Data entries:
┄┄┄┄┄┄┄┄┄┄
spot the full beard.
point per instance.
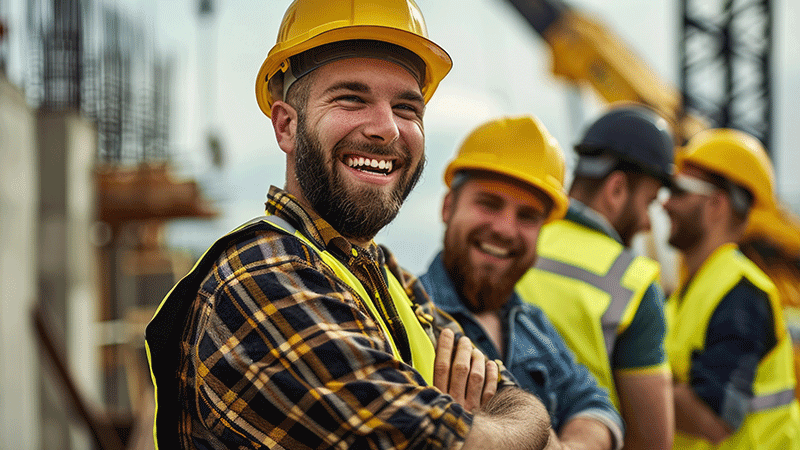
(357, 212)
(483, 287)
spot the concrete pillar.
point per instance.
(19, 195)
(68, 286)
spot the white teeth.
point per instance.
(359, 162)
(494, 250)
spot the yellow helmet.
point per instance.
(311, 23)
(778, 226)
(518, 147)
(735, 156)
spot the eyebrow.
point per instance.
(357, 86)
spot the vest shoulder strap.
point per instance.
(164, 331)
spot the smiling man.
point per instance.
(728, 346)
(296, 330)
(505, 183)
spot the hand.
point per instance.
(468, 376)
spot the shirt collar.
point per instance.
(582, 214)
(284, 205)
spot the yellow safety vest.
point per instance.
(163, 333)
(774, 418)
(590, 286)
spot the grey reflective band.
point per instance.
(775, 400)
(610, 283)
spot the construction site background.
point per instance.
(130, 139)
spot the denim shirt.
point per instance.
(536, 355)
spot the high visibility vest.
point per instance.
(774, 418)
(163, 333)
(590, 286)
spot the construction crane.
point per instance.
(586, 52)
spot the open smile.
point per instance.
(494, 250)
(370, 165)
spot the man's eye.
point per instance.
(489, 204)
(406, 108)
(349, 99)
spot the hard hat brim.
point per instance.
(437, 62)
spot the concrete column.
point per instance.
(19, 194)
(67, 262)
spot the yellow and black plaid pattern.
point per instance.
(279, 353)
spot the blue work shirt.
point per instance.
(535, 354)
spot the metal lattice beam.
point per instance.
(726, 63)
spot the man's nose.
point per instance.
(505, 223)
(382, 124)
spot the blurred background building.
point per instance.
(130, 139)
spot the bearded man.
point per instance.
(505, 183)
(296, 331)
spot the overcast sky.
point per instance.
(500, 67)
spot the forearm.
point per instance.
(586, 434)
(647, 405)
(693, 416)
(512, 419)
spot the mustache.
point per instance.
(485, 234)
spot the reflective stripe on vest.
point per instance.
(609, 283)
(769, 401)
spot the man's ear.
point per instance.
(284, 122)
(615, 193)
(447, 206)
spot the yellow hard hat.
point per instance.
(735, 156)
(778, 226)
(517, 147)
(311, 23)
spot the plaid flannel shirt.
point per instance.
(278, 352)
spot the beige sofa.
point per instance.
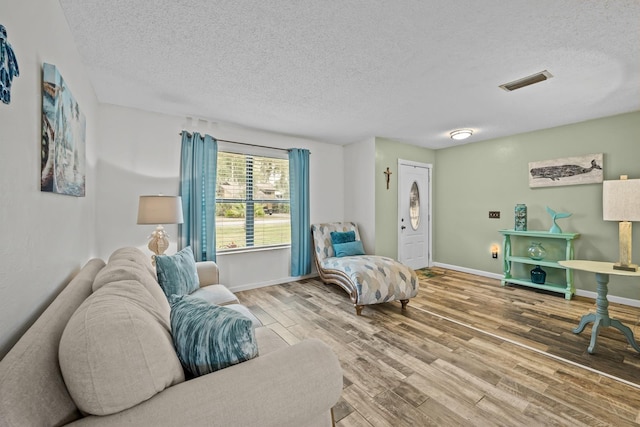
(284, 386)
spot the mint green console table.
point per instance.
(560, 247)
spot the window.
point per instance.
(252, 201)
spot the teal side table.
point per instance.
(601, 317)
(512, 257)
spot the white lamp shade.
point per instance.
(621, 200)
(160, 210)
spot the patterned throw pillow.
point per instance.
(348, 249)
(177, 274)
(208, 337)
(338, 237)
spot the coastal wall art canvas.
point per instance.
(62, 168)
(566, 171)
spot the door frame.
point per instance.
(429, 167)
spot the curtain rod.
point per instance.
(246, 143)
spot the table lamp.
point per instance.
(159, 210)
(621, 202)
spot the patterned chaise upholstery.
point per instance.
(368, 279)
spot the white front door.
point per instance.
(414, 213)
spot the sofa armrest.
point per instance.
(208, 273)
(287, 387)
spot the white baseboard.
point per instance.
(249, 286)
(588, 294)
(468, 270)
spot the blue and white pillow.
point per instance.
(348, 249)
(208, 337)
(177, 274)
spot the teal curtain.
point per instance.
(198, 165)
(300, 222)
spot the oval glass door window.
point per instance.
(414, 206)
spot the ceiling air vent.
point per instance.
(526, 81)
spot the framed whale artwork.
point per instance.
(566, 171)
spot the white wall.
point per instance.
(359, 184)
(45, 237)
(140, 154)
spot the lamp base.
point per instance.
(625, 267)
(158, 243)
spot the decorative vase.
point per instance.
(536, 251)
(520, 217)
(538, 275)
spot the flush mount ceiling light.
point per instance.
(460, 134)
(526, 81)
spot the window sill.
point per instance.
(251, 250)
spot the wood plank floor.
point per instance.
(465, 352)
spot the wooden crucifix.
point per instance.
(388, 174)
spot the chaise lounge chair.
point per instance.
(368, 279)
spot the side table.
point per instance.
(601, 316)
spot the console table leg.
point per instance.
(583, 322)
(594, 335)
(627, 333)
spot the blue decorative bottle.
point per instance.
(538, 275)
(520, 217)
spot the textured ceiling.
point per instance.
(341, 71)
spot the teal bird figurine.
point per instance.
(554, 216)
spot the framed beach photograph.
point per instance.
(62, 167)
(566, 171)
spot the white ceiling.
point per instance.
(341, 71)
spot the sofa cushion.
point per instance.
(209, 337)
(123, 265)
(177, 274)
(116, 350)
(216, 294)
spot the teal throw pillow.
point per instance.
(348, 248)
(208, 337)
(342, 237)
(177, 274)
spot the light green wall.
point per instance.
(472, 179)
(387, 154)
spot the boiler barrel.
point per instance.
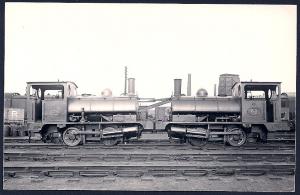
(75, 105)
(190, 105)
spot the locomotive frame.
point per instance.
(233, 119)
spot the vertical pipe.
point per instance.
(177, 87)
(125, 87)
(189, 87)
(131, 86)
(215, 89)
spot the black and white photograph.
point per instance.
(149, 97)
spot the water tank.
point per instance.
(226, 82)
(201, 93)
(106, 93)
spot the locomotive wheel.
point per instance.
(111, 142)
(197, 141)
(238, 139)
(70, 136)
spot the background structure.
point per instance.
(91, 43)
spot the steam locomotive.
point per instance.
(241, 111)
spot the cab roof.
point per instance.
(52, 83)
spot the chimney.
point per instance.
(177, 87)
(131, 86)
(215, 89)
(125, 87)
(189, 87)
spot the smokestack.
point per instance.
(125, 87)
(215, 89)
(189, 87)
(131, 86)
(177, 87)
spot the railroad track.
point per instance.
(141, 169)
(142, 146)
(155, 155)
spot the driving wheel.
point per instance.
(236, 139)
(197, 141)
(71, 136)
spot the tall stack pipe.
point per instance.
(189, 87)
(125, 87)
(131, 86)
(215, 89)
(177, 87)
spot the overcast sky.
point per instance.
(91, 43)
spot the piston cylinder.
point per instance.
(177, 87)
(131, 86)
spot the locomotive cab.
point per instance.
(42, 97)
(260, 101)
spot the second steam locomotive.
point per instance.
(242, 111)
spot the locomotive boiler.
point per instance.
(241, 111)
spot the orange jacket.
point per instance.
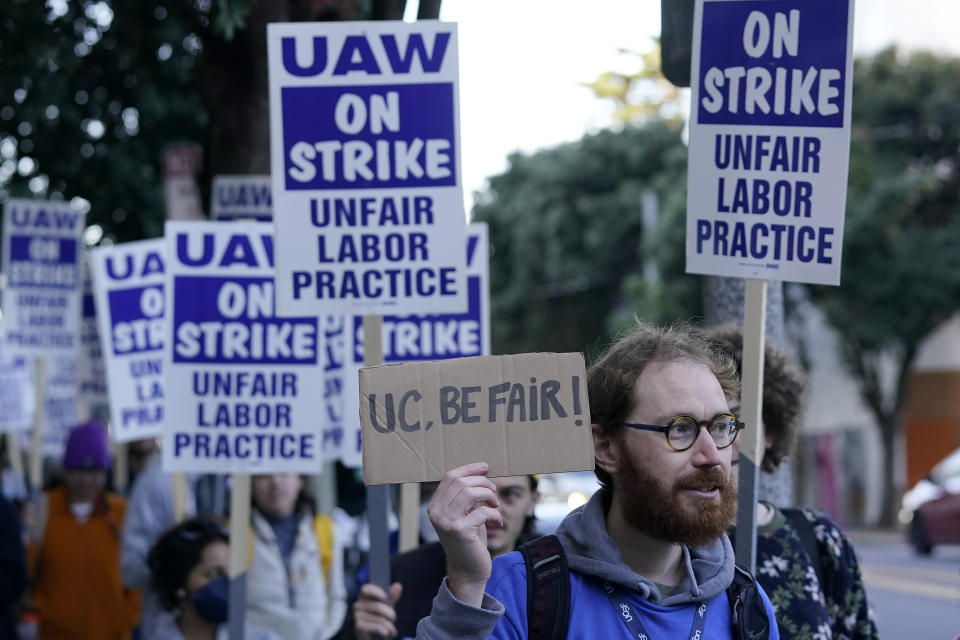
(77, 588)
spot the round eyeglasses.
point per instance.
(683, 431)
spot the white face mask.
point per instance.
(81, 511)
(427, 532)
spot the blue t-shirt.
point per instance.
(593, 616)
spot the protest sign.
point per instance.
(91, 371)
(366, 161)
(521, 414)
(181, 166)
(59, 403)
(16, 392)
(41, 260)
(243, 386)
(423, 336)
(129, 286)
(241, 198)
(769, 138)
(249, 197)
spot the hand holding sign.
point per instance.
(460, 509)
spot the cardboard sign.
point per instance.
(91, 370)
(16, 392)
(241, 198)
(130, 297)
(424, 337)
(521, 414)
(41, 259)
(243, 386)
(769, 138)
(365, 150)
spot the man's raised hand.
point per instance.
(463, 504)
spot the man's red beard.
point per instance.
(661, 512)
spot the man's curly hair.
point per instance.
(783, 388)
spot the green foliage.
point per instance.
(90, 93)
(901, 268)
(566, 230)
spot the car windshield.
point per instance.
(947, 468)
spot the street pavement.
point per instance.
(913, 597)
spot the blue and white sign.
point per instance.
(244, 387)
(16, 392)
(59, 404)
(41, 259)
(131, 303)
(365, 150)
(423, 337)
(769, 138)
(241, 198)
(91, 370)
┄┄┄┄┄┄┄┄┄┄
■ Your goal ■
Pick out the lines above containing the word "ceiling", then copy them.

■ Result of this task ■
spot the ceiling air vent.
spot the flush mount ceiling light.
spot the textured ceiling.
spot the white ceiling.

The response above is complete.